List every line in the data that contains the word "before", copying each one in full.

:: Annotation records ::
◇ ◇ ◇

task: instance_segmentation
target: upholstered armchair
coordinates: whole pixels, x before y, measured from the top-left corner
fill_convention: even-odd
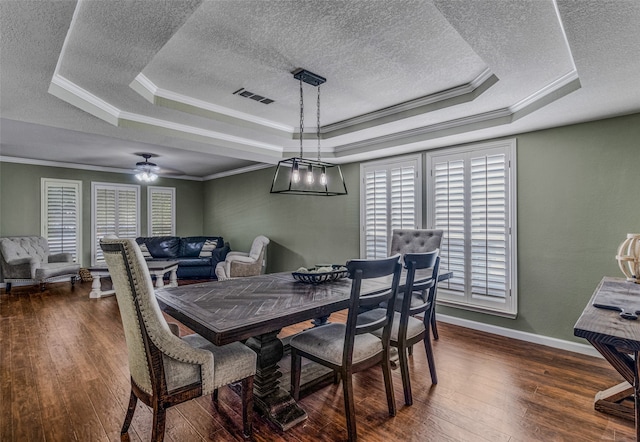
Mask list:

◇ ◇ ◇

:: Answer to the task ::
coordinates: whole pixels, x before y, measured from the top-left corner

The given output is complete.